#### [PASSAGE SHOWN]
++++++++++++++++++++
Epsie A. Coker died in 1912. Thomas H. Coker, her husband, died 3 or 4 years before his wife. This action was instituted in 1918. The plaintiffs are children of Epsie A. Coker and her husband, T. H. Coker. Mrs. Talliaferro, a defendant appellee, claims through m'esne conveyances running back over 40-years to mortgages executed by the trustee, -Isaac G. Smith, and Epsie A. and T. H. Coker, to Stallworth and others, and foreclosed under the power in 1868.
Unless defeated in its effect by the provisions of section 1306 of the Code of 1852 (section 3408 of the Code of 1907), reproduced below, this deed from the Lymans to Smith, trustee, invested the trustee with the fee to the property therein described; those described as beneficiaries of the trust including any children born of the then existing and long continuing matrimonial status of Epsie A. and Thomas H. Coker. Until their wedlock was dissolved, contemplated beneficiaries of the trust — in addition to those present when the trust was created in 1865— could have been born to receive the benefit thereof. Section 1306 of the Code of 1852 read:
“See. 1306. No use, trust, or confidence can be declared of any land, or of any charge upon the same, for the mere benefit of third persons; and all assurances declaring any such use, trust, or confidence, must be held and taken to vest the legal estate in the person, or persons, for whom the same is declared, and no estate, or interest can vest thereby in any trustee.”
++++++++++++++++++++
[Records of labeled points]
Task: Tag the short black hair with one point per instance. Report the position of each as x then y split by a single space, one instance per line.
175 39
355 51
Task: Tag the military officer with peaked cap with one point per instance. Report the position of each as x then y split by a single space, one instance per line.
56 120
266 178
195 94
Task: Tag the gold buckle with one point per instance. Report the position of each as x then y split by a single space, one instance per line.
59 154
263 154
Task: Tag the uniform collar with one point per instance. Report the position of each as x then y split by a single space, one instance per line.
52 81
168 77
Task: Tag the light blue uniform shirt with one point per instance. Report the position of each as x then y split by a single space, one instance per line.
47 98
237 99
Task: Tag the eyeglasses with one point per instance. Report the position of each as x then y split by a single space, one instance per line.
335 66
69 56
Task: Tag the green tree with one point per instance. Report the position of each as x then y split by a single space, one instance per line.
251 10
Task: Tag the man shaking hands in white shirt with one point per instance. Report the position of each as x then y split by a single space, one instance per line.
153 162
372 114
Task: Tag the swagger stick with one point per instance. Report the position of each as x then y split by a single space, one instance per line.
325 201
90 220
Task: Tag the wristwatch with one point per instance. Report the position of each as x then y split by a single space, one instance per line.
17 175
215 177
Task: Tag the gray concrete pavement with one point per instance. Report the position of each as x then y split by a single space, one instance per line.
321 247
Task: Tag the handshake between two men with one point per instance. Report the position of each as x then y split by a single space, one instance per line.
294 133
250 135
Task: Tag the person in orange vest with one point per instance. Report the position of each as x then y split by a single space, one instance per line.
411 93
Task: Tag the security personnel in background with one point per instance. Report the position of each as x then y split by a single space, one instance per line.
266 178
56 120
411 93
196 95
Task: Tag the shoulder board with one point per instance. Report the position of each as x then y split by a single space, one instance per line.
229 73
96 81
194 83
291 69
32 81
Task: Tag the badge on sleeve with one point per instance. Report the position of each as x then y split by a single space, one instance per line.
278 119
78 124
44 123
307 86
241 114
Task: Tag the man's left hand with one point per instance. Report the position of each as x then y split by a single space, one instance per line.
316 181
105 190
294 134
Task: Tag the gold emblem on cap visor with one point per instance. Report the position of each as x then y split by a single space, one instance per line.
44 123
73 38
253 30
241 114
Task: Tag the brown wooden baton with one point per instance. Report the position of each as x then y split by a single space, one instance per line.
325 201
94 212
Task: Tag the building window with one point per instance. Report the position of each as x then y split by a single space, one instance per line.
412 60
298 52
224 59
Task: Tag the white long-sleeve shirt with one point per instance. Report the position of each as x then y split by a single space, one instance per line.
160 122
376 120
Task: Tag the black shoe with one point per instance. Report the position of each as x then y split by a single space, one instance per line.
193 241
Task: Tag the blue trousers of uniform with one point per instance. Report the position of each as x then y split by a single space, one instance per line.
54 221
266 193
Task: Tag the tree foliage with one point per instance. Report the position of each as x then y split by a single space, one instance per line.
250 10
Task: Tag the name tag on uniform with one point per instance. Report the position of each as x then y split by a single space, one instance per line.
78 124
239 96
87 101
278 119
++++++++++++++++++++
#### [WORK TO COMPLETE]
**1.** In the Coker trust passage, in what year was this action instituted?
**2.** Does each statement agree with the Coker trust passage? Answer yes or no for each, quoting the deciding words.
(a) Epsie A. Coker died before her husband.
(b) The mortgages were foreclosed under the power in 1868.
(c) Section 1306 of the Code of 1852 corresponds to section 3408 of the Code of 1907.
**3.** Reproduce word for word the part of the Coker trust passage that begins at the words "Epsie A. Coker died" and stops after "power in 1868.".

#### [TASK-BY-TASK RESULTS]
**1.** 1918

**2.**
(a) No: "Thomas H. Coker, her husband, died 3 or 4 years before his wife."
(b) Yes: "foreclosed under the power in 1868."
(c) Yes: "section 1306 of the Code of 1852 (section 3408 of the Code of 1907)"

**3.**
Epsie A. Coker died in 1912. Thomas H. Coker, her husband, died 3 or 4 years before his wife. This action was instituted in 1918. The plaintiffs are children of Epsie A. Coker and her husband, T. H. Coker. Mrs. Talliaferro, a defendant appellee, claims through m'esne conveyances running back over 40-years to mortgages executed by the trustee, -Isaac G. Smith, and Epsie A. and T. H. Coker, to Stallworth and others, and foreclosed under the power in 1868.